- **OBJETIVO DO EXERCÍCIO**
Reproduza por inteiro, sem nenhuma alteração, o texto sobre Exú.

- **TRECHO DA FONTE**
ESÙ O MENSAGEIRO


Exú é um Deus da mitologia iorubá e afro-brasileira. É a divindade mais controversa do panteão afro-brasileiro, talvez por ser o mais intrinsicamente humano de todos os orixás. Ele é o Mensageiro dos Deuses, seu poder é o de receber e transportar os pedidos e oferendas dos seres humanos ao Orum, o mundo dos Deuses. É o Senhor do caminhos, das encruzilhadas, das trocas comerciais e de todo tipo de comunicação. Exú também é conhecido como Legbá, Elegbá, Eleguá (nos países de língua espanhola) e Bará. Conta um mito que Exú Yangi foi a primeira divindade a adquirir existência individual.

- **LINHAS**
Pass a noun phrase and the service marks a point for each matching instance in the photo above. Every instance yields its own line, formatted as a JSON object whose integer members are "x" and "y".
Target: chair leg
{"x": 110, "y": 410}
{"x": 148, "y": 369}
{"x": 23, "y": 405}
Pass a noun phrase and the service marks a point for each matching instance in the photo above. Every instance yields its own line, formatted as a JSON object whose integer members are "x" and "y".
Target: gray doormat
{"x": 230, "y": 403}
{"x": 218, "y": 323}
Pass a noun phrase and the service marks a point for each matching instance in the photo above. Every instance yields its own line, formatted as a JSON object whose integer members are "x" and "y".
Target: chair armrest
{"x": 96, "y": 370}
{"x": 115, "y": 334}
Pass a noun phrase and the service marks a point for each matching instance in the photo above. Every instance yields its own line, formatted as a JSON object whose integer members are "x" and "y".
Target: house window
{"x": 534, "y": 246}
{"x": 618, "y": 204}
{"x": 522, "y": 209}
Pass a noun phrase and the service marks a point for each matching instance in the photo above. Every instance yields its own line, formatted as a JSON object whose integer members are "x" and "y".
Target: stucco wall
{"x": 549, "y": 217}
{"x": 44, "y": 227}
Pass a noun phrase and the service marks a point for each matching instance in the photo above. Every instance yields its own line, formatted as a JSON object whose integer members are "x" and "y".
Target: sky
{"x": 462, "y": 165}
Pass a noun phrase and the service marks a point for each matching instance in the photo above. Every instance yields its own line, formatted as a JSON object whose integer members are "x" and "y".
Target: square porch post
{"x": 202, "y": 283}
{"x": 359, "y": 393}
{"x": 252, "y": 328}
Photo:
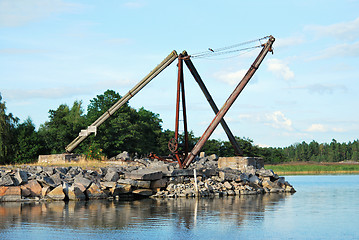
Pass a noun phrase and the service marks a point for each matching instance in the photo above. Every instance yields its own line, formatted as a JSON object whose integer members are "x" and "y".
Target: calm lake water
{"x": 324, "y": 207}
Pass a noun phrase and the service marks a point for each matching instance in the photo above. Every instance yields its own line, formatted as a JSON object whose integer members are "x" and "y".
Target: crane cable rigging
{"x": 229, "y": 49}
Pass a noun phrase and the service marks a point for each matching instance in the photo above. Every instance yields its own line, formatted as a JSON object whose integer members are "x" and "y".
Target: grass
{"x": 314, "y": 168}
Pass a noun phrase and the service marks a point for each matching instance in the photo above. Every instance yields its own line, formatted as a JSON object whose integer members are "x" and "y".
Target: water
{"x": 324, "y": 207}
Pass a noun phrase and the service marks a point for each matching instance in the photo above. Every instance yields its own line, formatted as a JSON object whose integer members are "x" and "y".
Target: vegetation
{"x": 138, "y": 132}
{"x": 314, "y": 168}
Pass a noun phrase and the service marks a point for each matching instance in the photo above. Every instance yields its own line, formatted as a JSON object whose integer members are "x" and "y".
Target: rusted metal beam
{"x": 267, "y": 47}
{"x": 213, "y": 105}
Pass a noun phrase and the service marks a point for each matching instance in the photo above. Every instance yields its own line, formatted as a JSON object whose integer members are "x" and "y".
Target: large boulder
{"x": 94, "y": 192}
{"x": 34, "y": 188}
{"x": 57, "y": 193}
{"x": 75, "y": 193}
{"x": 20, "y": 177}
{"x": 6, "y": 180}
{"x": 144, "y": 174}
{"x": 83, "y": 181}
{"x": 10, "y": 193}
{"x": 111, "y": 176}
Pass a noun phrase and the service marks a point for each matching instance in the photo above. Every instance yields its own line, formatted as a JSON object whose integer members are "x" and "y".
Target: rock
{"x": 56, "y": 194}
{"x": 61, "y": 170}
{"x": 83, "y": 181}
{"x": 111, "y": 176}
{"x": 25, "y": 192}
{"x": 240, "y": 163}
{"x": 212, "y": 157}
{"x": 108, "y": 184}
{"x": 80, "y": 186}
{"x": 181, "y": 172}
{"x": 269, "y": 184}
{"x": 123, "y": 156}
{"x": 20, "y": 177}
{"x": 10, "y": 193}
{"x": 144, "y": 174}
{"x": 45, "y": 190}
{"x": 46, "y": 181}
{"x": 94, "y": 192}
{"x": 143, "y": 192}
{"x": 57, "y": 178}
{"x": 228, "y": 185}
{"x": 48, "y": 170}
{"x": 6, "y": 180}
{"x": 229, "y": 175}
{"x": 281, "y": 182}
{"x": 160, "y": 183}
{"x": 75, "y": 193}
{"x": 265, "y": 172}
{"x": 143, "y": 184}
{"x": 34, "y": 188}
{"x": 121, "y": 189}
{"x": 254, "y": 179}
{"x": 127, "y": 182}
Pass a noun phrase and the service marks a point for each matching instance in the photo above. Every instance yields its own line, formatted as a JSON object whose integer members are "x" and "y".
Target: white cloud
{"x": 231, "y": 78}
{"x": 134, "y": 4}
{"x": 118, "y": 41}
{"x": 317, "y": 127}
{"x": 288, "y": 42}
{"x": 322, "y": 88}
{"x": 280, "y": 68}
{"x": 340, "y": 50}
{"x": 278, "y": 120}
{"x": 343, "y": 30}
{"x": 19, "y": 12}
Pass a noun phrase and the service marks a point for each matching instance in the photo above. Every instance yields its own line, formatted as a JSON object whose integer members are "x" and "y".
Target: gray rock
{"x": 123, "y": 156}
{"x": 254, "y": 179}
{"x": 144, "y": 174}
{"x": 6, "y": 180}
{"x": 20, "y": 177}
{"x": 57, "y": 178}
{"x": 212, "y": 157}
{"x": 84, "y": 181}
{"x": 265, "y": 172}
{"x": 111, "y": 176}
{"x": 57, "y": 193}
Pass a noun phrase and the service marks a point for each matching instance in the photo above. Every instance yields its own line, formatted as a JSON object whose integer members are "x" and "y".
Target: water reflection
{"x": 177, "y": 213}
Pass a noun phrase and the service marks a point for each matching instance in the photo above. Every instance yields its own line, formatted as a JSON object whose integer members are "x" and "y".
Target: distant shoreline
{"x": 310, "y": 168}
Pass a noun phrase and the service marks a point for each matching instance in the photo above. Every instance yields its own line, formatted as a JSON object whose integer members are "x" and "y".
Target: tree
{"x": 8, "y": 125}
{"x": 63, "y": 126}
{"x": 29, "y": 145}
{"x": 126, "y": 130}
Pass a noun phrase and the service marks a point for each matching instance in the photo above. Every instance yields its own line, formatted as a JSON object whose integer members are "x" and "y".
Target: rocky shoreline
{"x": 207, "y": 177}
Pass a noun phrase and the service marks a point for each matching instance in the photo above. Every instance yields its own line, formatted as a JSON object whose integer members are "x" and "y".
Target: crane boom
{"x": 93, "y": 127}
{"x": 267, "y": 47}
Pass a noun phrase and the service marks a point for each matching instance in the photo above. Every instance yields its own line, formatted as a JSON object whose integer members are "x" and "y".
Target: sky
{"x": 60, "y": 51}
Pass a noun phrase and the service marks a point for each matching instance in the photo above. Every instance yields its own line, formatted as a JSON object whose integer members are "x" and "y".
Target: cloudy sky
{"x": 55, "y": 52}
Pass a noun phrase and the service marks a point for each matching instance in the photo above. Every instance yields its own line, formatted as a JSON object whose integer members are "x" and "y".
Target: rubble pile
{"x": 139, "y": 178}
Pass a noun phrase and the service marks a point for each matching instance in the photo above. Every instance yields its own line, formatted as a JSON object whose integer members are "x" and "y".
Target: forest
{"x": 138, "y": 132}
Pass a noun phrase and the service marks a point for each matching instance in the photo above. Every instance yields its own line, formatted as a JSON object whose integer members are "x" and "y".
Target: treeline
{"x": 136, "y": 131}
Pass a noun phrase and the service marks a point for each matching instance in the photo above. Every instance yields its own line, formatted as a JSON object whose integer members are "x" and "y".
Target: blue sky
{"x": 55, "y": 52}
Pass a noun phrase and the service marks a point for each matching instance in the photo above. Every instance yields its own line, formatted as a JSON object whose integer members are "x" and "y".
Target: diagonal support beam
{"x": 267, "y": 47}
{"x": 213, "y": 105}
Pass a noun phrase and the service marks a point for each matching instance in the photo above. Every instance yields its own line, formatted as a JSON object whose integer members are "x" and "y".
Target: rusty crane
{"x": 184, "y": 159}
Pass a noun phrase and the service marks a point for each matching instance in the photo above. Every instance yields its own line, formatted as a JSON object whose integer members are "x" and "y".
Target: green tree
{"x": 8, "y": 124}
{"x": 63, "y": 126}
{"x": 126, "y": 130}
{"x": 29, "y": 145}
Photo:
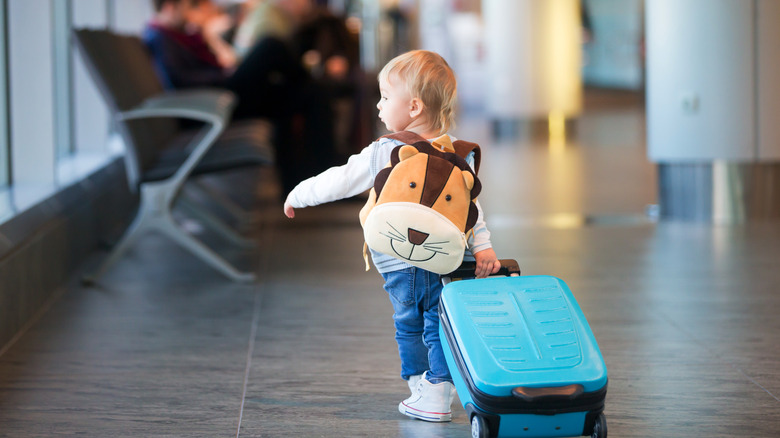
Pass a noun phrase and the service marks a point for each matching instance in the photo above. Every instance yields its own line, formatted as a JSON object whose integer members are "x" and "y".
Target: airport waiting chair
{"x": 160, "y": 156}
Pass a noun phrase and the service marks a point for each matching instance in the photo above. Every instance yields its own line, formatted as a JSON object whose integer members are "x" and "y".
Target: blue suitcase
{"x": 522, "y": 356}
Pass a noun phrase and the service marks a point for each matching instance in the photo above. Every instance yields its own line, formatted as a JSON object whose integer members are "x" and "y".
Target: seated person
{"x": 269, "y": 82}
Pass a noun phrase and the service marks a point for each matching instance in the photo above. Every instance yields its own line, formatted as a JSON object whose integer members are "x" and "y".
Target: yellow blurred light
{"x": 556, "y": 122}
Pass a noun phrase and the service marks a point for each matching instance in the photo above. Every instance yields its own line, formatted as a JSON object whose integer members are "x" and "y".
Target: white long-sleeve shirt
{"x": 357, "y": 176}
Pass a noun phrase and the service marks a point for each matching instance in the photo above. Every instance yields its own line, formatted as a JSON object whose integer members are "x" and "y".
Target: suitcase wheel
{"x": 479, "y": 427}
{"x": 599, "y": 427}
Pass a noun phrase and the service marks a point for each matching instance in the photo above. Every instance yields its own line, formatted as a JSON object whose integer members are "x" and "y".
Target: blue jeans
{"x": 414, "y": 294}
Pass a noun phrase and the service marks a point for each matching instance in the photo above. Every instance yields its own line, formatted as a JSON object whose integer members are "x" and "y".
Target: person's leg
{"x": 408, "y": 322}
{"x": 433, "y": 397}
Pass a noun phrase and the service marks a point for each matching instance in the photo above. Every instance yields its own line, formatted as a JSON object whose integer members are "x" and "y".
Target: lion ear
{"x": 407, "y": 152}
{"x": 469, "y": 179}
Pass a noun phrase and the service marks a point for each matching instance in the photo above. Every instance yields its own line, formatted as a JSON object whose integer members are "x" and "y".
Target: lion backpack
{"x": 422, "y": 206}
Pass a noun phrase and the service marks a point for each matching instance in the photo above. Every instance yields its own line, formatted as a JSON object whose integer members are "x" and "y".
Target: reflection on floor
{"x": 685, "y": 314}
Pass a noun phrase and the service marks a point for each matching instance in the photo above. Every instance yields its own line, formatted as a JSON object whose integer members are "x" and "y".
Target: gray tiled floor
{"x": 686, "y": 315}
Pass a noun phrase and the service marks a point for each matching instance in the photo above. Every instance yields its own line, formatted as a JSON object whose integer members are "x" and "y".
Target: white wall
{"x": 91, "y": 120}
{"x": 533, "y": 60}
{"x": 712, "y": 92}
{"x": 31, "y": 91}
{"x": 768, "y": 13}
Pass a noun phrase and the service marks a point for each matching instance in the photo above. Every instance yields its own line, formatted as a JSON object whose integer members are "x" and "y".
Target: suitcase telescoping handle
{"x": 509, "y": 268}
{"x": 552, "y": 394}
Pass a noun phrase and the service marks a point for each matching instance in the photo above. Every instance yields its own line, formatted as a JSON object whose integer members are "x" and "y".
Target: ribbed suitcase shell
{"x": 529, "y": 331}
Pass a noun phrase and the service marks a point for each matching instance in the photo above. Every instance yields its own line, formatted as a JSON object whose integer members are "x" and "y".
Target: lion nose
{"x": 417, "y": 237}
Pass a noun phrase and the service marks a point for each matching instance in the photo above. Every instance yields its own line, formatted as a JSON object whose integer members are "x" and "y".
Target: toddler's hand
{"x": 288, "y": 210}
{"x": 487, "y": 263}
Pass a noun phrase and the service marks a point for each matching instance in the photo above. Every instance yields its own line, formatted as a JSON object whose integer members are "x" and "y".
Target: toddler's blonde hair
{"x": 429, "y": 78}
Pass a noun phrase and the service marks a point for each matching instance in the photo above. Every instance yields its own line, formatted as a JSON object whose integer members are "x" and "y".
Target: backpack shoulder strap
{"x": 464, "y": 148}
{"x": 407, "y": 137}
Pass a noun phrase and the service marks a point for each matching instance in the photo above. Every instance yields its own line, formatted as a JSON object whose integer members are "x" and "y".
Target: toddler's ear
{"x": 416, "y": 107}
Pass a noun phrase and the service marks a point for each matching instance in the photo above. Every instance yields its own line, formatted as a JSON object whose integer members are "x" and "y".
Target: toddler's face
{"x": 395, "y": 104}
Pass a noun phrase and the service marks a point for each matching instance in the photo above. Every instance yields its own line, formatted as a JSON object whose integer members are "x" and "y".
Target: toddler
{"x": 418, "y": 94}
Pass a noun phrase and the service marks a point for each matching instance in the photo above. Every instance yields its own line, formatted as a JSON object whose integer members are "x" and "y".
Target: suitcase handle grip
{"x": 508, "y": 268}
{"x": 535, "y": 395}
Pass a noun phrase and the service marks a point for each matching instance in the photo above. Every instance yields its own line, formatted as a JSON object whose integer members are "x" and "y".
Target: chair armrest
{"x": 213, "y": 106}
{"x": 207, "y": 105}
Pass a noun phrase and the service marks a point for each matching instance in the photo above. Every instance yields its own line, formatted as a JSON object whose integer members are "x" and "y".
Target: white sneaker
{"x": 413, "y": 382}
{"x": 430, "y": 402}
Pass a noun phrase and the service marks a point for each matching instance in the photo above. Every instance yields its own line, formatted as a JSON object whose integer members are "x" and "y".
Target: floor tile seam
{"x": 269, "y": 230}
{"x": 715, "y": 354}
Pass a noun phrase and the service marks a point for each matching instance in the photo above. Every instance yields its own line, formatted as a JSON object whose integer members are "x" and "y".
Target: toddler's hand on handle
{"x": 487, "y": 263}
{"x": 288, "y": 210}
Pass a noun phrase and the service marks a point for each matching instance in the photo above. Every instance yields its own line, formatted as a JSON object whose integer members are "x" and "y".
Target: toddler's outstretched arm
{"x": 288, "y": 210}
{"x": 487, "y": 263}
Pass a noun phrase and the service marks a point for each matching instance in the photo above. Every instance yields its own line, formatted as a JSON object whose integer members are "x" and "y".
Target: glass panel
{"x": 4, "y": 169}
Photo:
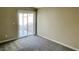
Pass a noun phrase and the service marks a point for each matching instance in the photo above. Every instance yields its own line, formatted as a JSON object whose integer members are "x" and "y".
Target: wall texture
{"x": 59, "y": 24}
{"x": 9, "y": 22}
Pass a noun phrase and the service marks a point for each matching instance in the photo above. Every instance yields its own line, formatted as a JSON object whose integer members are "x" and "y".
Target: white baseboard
{"x": 8, "y": 40}
{"x": 60, "y": 43}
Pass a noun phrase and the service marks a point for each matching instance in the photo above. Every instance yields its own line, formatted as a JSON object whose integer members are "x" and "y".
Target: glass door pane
{"x": 22, "y": 24}
{"x": 30, "y": 24}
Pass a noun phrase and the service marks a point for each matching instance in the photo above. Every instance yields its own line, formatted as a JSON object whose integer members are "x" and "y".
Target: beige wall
{"x": 8, "y": 16}
{"x": 59, "y": 24}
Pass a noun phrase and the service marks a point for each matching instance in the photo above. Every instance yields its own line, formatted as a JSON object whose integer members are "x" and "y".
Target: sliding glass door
{"x": 26, "y": 23}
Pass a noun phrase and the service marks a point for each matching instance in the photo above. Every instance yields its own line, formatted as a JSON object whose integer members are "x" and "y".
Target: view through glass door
{"x": 26, "y": 24}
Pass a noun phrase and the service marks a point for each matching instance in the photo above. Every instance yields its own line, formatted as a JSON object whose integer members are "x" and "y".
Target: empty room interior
{"x": 39, "y": 29}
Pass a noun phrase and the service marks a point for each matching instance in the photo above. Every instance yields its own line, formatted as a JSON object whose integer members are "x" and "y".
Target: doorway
{"x": 26, "y": 23}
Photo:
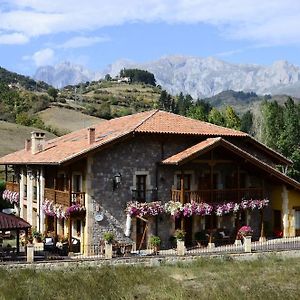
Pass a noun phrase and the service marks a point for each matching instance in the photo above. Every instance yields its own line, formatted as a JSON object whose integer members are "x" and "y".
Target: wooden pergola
{"x": 13, "y": 223}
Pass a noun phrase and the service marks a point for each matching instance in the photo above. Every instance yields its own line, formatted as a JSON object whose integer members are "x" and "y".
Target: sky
{"x": 96, "y": 33}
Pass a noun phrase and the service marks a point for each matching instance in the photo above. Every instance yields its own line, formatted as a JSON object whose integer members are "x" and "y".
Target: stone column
{"x": 42, "y": 198}
{"x": 292, "y": 231}
{"x": 180, "y": 248}
{"x": 22, "y": 182}
{"x": 38, "y": 201}
{"x": 285, "y": 211}
{"x": 89, "y": 218}
{"x": 29, "y": 196}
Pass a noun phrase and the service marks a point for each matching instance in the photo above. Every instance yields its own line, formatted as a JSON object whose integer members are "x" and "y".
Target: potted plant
{"x": 154, "y": 243}
{"x": 37, "y": 236}
{"x": 179, "y": 234}
{"x": 108, "y": 237}
{"x": 244, "y": 231}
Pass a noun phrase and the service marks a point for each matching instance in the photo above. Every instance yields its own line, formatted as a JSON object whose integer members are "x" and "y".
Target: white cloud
{"x": 42, "y": 57}
{"x": 275, "y": 21}
{"x": 13, "y": 39}
{"x": 82, "y": 41}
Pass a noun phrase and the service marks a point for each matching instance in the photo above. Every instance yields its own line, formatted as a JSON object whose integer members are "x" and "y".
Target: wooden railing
{"x": 13, "y": 186}
{"x": 64, "y": 197}
{"x": 226, "y": 195}
{"x": 78, "y": 198}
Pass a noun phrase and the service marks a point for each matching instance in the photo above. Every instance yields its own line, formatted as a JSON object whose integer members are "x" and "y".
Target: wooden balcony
{"x": 215, "y": 196}
{"x": 13, "y": 186}
{"x": 65, "y": 198}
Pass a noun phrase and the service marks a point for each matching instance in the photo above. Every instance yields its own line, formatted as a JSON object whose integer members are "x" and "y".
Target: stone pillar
{"x": 247, "y": 243}
{"x": 292, "y": 231}
{"x": 42, "y": 198}
{"x": 108, "y": 251}
{"x": 38, "y": 201}
{"x": 180, "y": 248}
{"x": 29, "y": 196}
{"x": 285, "y": 211}
{"x": 30, "y": 253}
{"x": 22, "y": 183}
{"x": 89, "y": 218}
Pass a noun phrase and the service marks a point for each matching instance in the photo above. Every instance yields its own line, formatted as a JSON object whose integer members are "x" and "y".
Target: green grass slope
{"x": 67, "y": 120}
{"x": 203, "y": 279}
{"x": 13, "y": 136}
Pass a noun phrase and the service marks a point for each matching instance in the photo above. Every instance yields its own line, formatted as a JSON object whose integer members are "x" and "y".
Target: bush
{"x": 179, "y": 234}
{"x": 154, "y": 240}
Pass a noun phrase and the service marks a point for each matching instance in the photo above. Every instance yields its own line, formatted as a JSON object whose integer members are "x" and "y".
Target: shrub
{"x": 179, "y": 234}
{"x": 154, "y": 240}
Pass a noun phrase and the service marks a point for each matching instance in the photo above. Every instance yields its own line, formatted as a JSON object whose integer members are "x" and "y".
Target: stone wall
{"x": 139, "y": 154}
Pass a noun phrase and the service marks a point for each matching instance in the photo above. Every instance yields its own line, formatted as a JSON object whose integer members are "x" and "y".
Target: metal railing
{"x": 65, "y": 197}
{"x": 144, "y": 195}
{"x": 216, "y": 195}
{"x": 12, "y": 186}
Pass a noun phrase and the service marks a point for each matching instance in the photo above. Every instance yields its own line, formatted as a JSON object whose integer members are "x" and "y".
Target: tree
{"x": 289, "y": 139}
{"x": 231, "y": 119}
{"x": 52, "y": 92}
{"x": 184, "y": 103}
{"x": 272, "y": 123}
{"x": 107, "y": 77}
{"x": 247, "y": 122}
{"x": 216, "y": 117}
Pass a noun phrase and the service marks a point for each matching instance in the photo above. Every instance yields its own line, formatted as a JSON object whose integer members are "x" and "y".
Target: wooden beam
{"x": 207, "y": 161}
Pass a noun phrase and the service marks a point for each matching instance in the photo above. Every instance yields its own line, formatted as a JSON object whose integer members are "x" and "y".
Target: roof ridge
{"x": 146, "y": 119}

- **RESPOSTA**
ESÙ O MENSAGEIRO


Exú é um Deus da mitologia iorubá e afro-brasileira. É a divindade mais controversa do panteão afro-brasileiro, talvez por ser o mais intrinsicamente humano de todos os orixás. Ele é o Mensageiro dos Deuses, seu poder é o de receber e transportar os pedidos e oferendas dos seres humanos ao Orum, o mundo dos Deuses. É o Senhor do caminhos, das encruzilhadas, das trocas comerciais e de todo tipo de comunicação. Exú também é conhecido como Legbá, Elegbá, Eleguá (nos países de língua espanhola) e Bará. Conta um mito que Exú Yangi foi a primeira divindade a adquirir existência individual.